● **EXERCISE**:
Find the line containing "the wooden plank". Retype it and every later line of the records exactly, leaving out pictures.

● **SUPPLIED DATA**:
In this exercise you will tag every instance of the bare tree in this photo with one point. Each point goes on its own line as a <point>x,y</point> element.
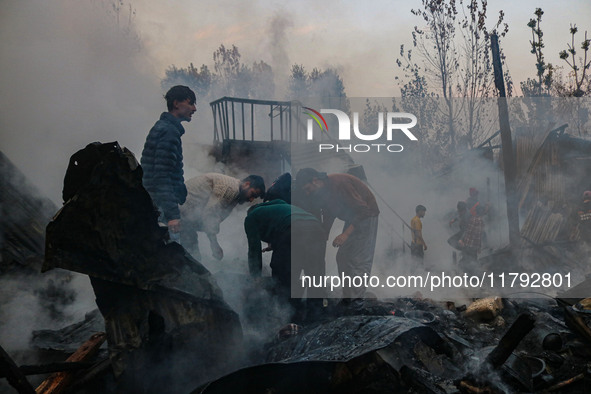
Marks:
<point>579,70</point>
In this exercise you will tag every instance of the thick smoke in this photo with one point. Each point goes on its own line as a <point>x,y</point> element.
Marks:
<point>72,73</point>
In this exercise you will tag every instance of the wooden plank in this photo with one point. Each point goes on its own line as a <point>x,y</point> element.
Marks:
<point>58,382</point>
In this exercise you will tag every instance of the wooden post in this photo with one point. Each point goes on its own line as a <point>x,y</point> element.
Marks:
<point>507,144</point>
<point>58,382</point>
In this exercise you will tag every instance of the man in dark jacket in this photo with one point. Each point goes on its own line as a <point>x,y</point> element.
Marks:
<point>345,197</point>
<point>162,158</point>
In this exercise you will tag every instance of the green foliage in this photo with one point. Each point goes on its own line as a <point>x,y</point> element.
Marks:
<point>324,84</point>
<point>230,77</point>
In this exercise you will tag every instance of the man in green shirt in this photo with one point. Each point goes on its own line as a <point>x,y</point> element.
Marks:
<point>298,241</point>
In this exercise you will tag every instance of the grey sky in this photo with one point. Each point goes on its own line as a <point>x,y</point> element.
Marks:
<point>70,77</point>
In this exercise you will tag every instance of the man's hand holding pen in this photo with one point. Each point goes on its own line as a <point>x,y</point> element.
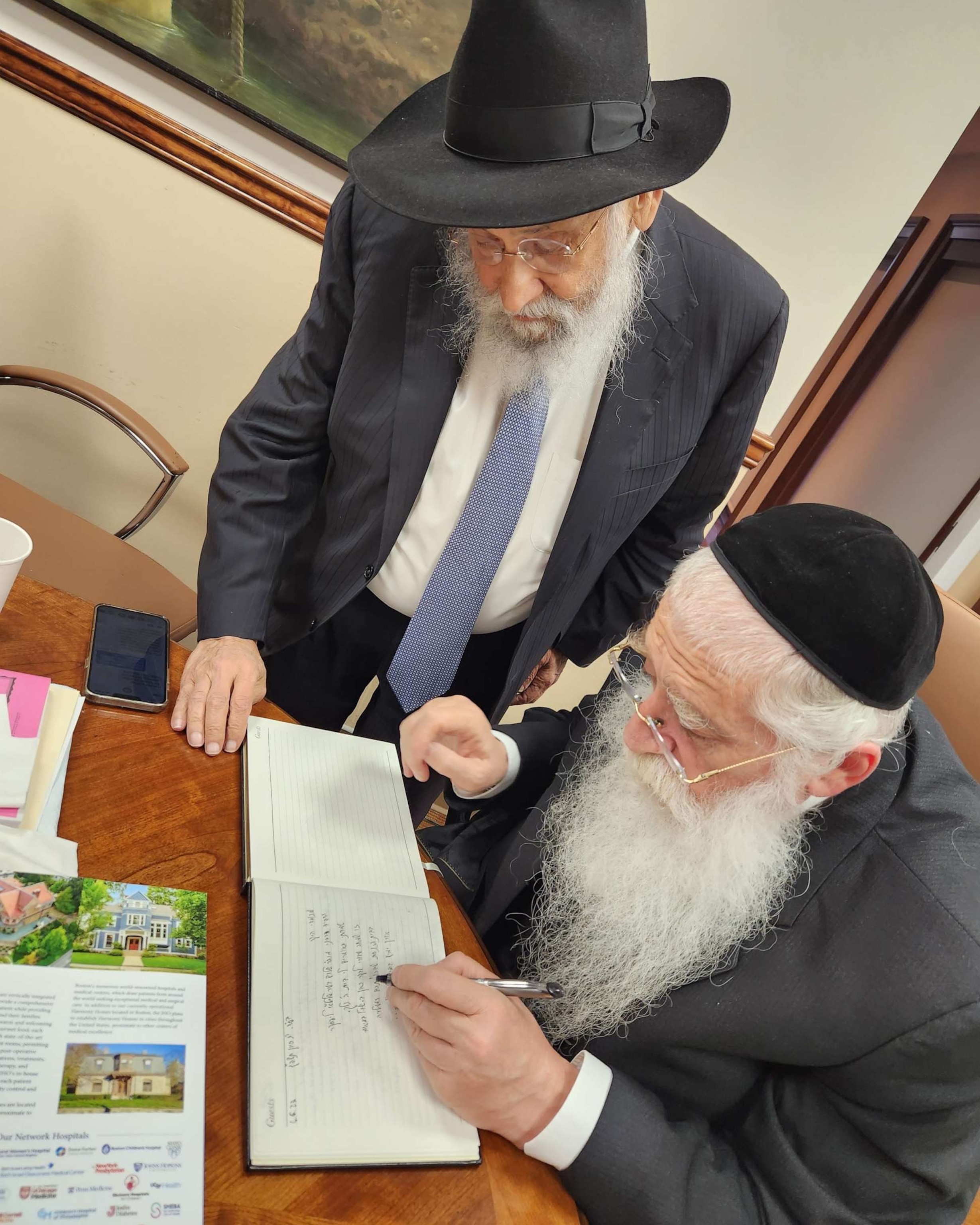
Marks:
<point>484,1054</point>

● **TASK ANSWER**:
In this exercise you will tag every instance of the wooden plank in this photo with one point. Each point goes on its own line as a <point>x,y</point> element.
Marks:
<point>58,382</point>
In this exercise you will tag every instance of the wooden post in this photo with one point. Each point goes on its own line as a <point>x,y</point> element.
Marks:
<point>507,144</point>
<point>58,382</point>
In this exercise you will tag every instance of the man in dark jacket in this photo with one point. Each point goes on its own line as a <point>x,y</point> element.
Marks:
<point>345,197</point>
<point>162,158</point>
In this exercise you will tag every instance of the green foliage in this photo with one point. Each point goes on its own line as a <point>x,y</point> element.
Marks:
<point>324,84</point>
<point>230,77</point>
In this exercise you will tag every instance of the man in green shirt in this photo with one point. Each point goes on its own line as a <point>x,y</point> element.
Marks:
<point>298,241</point>
In this exercise you will tag every instance of the grey sky in this photo with one point. Each point goes on its own line as a <point>x,y</point> element.
Marks:
<point>70,77</point>
In this exercise you will tag every instance of the man's hand holding pen in this photo with one point. Each point goes on its own line as a <point>x,y</point> element.
Marks:
<point>484,1054</point>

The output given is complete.